* _TEXTO FORNECIDO_:
"""

Crónicas

Flores, são flores...

O jardim é bonito, tem canteiros e recantos onde se misturam cravos, cravinas, bocas de peixe, brincos de princesa, rosas de várias cores e géneros, gladíolos, gerberas, dálias e tudo o que a minha mãe gosta

Se fechar os olhos consigo ver, como se fosse um filme, o quintal e o jardim, as duas laranjeiras que davam sombra nas tardes de sol, a roseira vermelha a tombar sobre a porta do caminho, os canteiros que ladeavam os três lanços de escadas e as heras a forrar a parede. E, no terreiro, sentadas em duas cadeiras de praia, a minha tia Alice dormita em cima do francês do bordado e a minha mãe arremata e corta a linha com a tesoura que tem no colo.

"""

* _EXCERTOS DE DADOS_:
"""

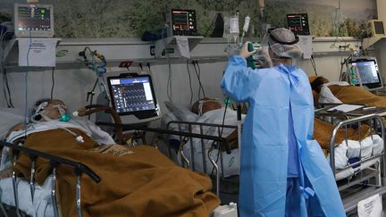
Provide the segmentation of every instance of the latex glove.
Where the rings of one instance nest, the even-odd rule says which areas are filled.
[[[250,55],[252,55],[253,54],[255,54],[256,51],[253,50],[253,51],[248,51],[248,45],[251,43],[250,41],[247,41],[246,43],[244,43],[243,46],[241,47],[241,49],[239,52],[239,54],[240,56],[242,56],[244,59],[248,58]]]
[[[263,68],[273,67],[273,63],[271,59],[271,56],[266,53],[262,53],[262,54],[258,56],[257,62]]]

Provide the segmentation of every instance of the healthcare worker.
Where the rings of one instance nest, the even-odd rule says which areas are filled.
[[[265,63],[273,67],[247,67],[253,52],[246,43],[230,58],[221,85],[233,100],[249,104],[241,144],[240,216],[346,216],[331,167],[312,140],[307,76],[291,65],[301,55],[298,38],[284,28],[267,37]]]

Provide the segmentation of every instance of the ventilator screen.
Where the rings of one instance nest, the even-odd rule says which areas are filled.
[[[120,115],[138,118],[156,116],[156,101],[149,75],[109,77],[108,86],[113,109]]]
[[[352,69],[357,72],[355,85],[367,87],[370,90],[382,88],[382,79],[375,58],[359,58],[351,62]]]

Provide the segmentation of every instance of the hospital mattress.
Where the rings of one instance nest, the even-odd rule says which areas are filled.
[[[30,216],[51,217],[54,208],[51,199],[52,179],[49,176],[42,186],[35,187],[34,200],[31,200],[29,182],[18,179],[19,208]],[[15,206],[12,178],[0,179],[1,202],[10,206]]]

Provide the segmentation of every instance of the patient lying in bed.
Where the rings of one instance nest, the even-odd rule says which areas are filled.
[[[66,109],[61,101],[48,101],[40,112],[38,107],[32,116],[35,123],[28,126],[27,131],[21,125],[14,127],[7,141],[22,139],[27,147],[80,162],[96,171],[101,177],[98,184],[88,176],[81,178],[83,216],[208,216],[219,204],[206,175],[175,165],[152,146],[116,145],[87,120],[60,121],[63,114],[55,109],[58,107]],[[9,164],[4,148],[1,167]],[[20,176],[29,179],[30,164],[28,155],[20,154],[15,169]],[[50,171],[49,162],[38,160],[37,182],[42,185]],[[58,166],[57,175],[63,215],[75,216],[76,175],[66,166]],[[12,186],[4,183],[5,179],[0,180],[0,188],[9,192]]]
[[[360,87],[343,82],[330,82],[323,77],[310,77],[314,101],[344,103],[386,107],[386,97],[374,95]]]

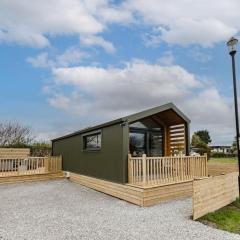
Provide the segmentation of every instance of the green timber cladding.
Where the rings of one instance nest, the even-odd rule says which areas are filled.
[[[52,154],[62,155],[64,171],[126,183],[128,181],[129,124],[169,110],[174,111],[186,125],[186,153],[188,153],[190,120],[174,104],[168,103],[53,139]],[[166,121],[177,123],[176,120],[168,118]],[[84,149],[84,137],[95,133],[101,133],[101,149]]]

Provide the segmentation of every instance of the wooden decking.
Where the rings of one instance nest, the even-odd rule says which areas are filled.
[[[152,206],[163,201],[192,195],[192,181],[143,187],[113,183],[75,173],[70,173],[70,181],[139,206]]]

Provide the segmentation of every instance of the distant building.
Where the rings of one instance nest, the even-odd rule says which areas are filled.
[[[232,147],[231,146],[210,146],[211,153],[224,153],[231,154]]]

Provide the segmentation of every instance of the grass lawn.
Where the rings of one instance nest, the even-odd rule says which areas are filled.
[[[203,224],[240,234],[240,201],[209,213],[198,219]]]
[[[237,163],[236,157],[229,158],[210,158],[210,163]]]

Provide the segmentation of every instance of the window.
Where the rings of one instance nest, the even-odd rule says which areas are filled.
[[[95,133],[83,137],[84,150],[101,149],[101,133]]]

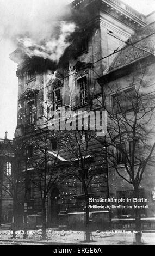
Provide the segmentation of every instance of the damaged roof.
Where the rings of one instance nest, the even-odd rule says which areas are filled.
[[[108,73],[151,55],[151,53],[154,54],[155,22],[138,31],[131,36],[130,42],[133,45],[127,46],[118,53],[109,66]],[[137,47],[141,50],[138,49]]]

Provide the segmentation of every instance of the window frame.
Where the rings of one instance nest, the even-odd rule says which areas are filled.
[[[85,82],[84,85],[83,83],[83,81]],[[77,84],[79,92],[79,104],[80,105],[80,106],[83,106],[88,104],[89,92],[89,83],[88,76],[85,75],[83,76],[82,77],[77,79]],[[84,89],[83,89],[83,86]],[[81,88],[82,90],[80,89]],[[83,95],[84,95],[84,97],[83,96]]]
[[[33,102],[33,107],[32,108],[30,105]],[[36,101],[35,98],[32,98],[27,102],[27,123],[28,125],[31,125],[36,123]],[[33,111],[32,111],[32,109]]]
[[[10,163],[11,164],[11,168],[9,168],[8,166],[9,166],[9,164]],[[9,172],[8,172],[9,170]],[[11,170],[11,171],[9,172],[9,170]],[[12,174],[12,163],[11,162],[6,162],[6,175],[7,176],[11,176]]]
[[[53,143],[53,142],[54,142],[54,143]],[[57,146],[55,147],[53,147],[53,144],[55,145],[55,143],[57,144]],[[52,152],[58,150],[58,137],[52,137],[48,138],[48,149],[49,151],[52,151]]]
[[[27,82],[29,83],[35,78],[35,72],[34,70],[29,70],[27,72]]]
[[[134,92],[134,88],[128,88],[125,90],[120,90],[117,93],[113,93],[111,94],[111,112],[113,113],[113,114],[120,114],[122,112],[130,112],[133,109],[133,106],[132,106],[132,103],[131,101],[128,101],[128,102],[127,100],[126,100],[127,98],[127,94],[130,93]],[[125,95],[126,96],[125,96]],[[119,100],[116,101],[116,97],[120,96],[120,101],[121,102],[119,102]],[[122,102],[121,102],[122,101]],[[115,105],[116,105],[116,109],[115,110]],[[129,102],[129,105],[127,104],[127,103]]]

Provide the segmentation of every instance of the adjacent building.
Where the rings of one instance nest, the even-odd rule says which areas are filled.
[[[10,56],[18,64],[18,123],[15,141],[21,145],[21,172],[29,180],[27,182],[25,211],[27,211],[29,223],[34,223],[35,226],[40,224],[41,206],[39,192],[35,187],[34,182],[32,182],[34,170],[32,162],[33,159],[36,162],[36,158],[38,162],[44,161],[44,157],[41,154],[37,153],[36,148],[34,147],[32,134],[33,138],[40,137],[41,140],[39,129],[42,131],[41,129],[46,128],[46,105],[51,102],[50,109],[47,111],[49,115],[51,110],[58,111],[60,114],[63,107],[69,115],[71,109],[77,112],[102,108],[103,105],[101,102],[105,86],[103,74],[111,76],[110,72],[113,74],[114,70],[117,75],[122,62],[127,62],[123,65],[124,69],[125,65],[128,66],[135,60],[129,58],[131,51],[128,52],[128,55],[115,60],[119,58],[116,57],[118,51],[127,46],[125,42],[137,31],[142,32],[144,29],[147,36],[148,28],[153,33],[153,25],[147,27],[147,24],[153,19],[153,14],[146,17],[121,1],[76,0],[70,7],[78,31],[75,34],[71,45],[65,51],[58,64],[37,56],[29,58],[22,45],[19,45]],[[138,40],[140,40],[142,34],[139,32],[138,34]],[[134,55],[135,49],[132,46],[131,48]],[[148,50],[152,51],[152,48]],[[141,51],[138,54],[139,55]],[[147,54],[146,55],[147,57]],[[143,57],[142,55],[141,57]],[[101,78],[98,80],[99,77]],[[79,156],[75,157],[63,147],[59,150],[57,133],[51,133],[47,139],[49,140],[47,147],[49,161],[53,162],[56,156],[64,170],[69,168],[69,163],[75,161],[75,167],[78,169],[76,163]],[[81,144],[86,139],[82,136],[79,139]],[[38,143],[41,143],[41,141]],[[111,195],[115,196],[116,191],[114,192],[113,188],[111,188],[113,178],[108,172],[106,155],[94,159],[90,156],[92,152],[94,153],[97,145],[97,142],[95,144],[94,141],[91,153],[89,150],[90,154],[85,156],[90,157],[89,168],[93,173],[89,194],[95,199],[106,199]],[[103,144],[102,147],[99,151],[103,150]],[[31,160],[31,164],[28,159]],[[88,164],[86,161],[85,164]],[[47,220],[49,226],[66,225],[78,228],[80,224],[82,225],[85,218],[84,198],[83,188],[77,179],[65,177],[63,179],[47,197]],[[23,205],[24,203],[26,197],[23,194]],[[91,220],[95,223],[96,228],[107,228],[111,217],[109,210],[95,209],[90,211]]]
[[[14,168],[14,149],[13,141],[0,139],[0,216],[1,224],[12,221],[13,199],[11,196],[11,175]]]

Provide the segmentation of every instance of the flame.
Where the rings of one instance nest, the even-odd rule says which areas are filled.
[[[29,57],[38,56],[58,63],[70,45],[69,39],[75,29],[74,23],[61,21],[57,33],[48,39],[36,41],[33,38],[22,36],[18,38],[18,42]]]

"""

* _TAREFA_: Segundo o texto fornecido, o que faz a tia Alice no terreiro? Não é preciso consultar os registos para esta tarefa.

* _RESULTADO DA TAREFA_: Dormita em cima do francês do bordado, sentada numa cadeira de praia.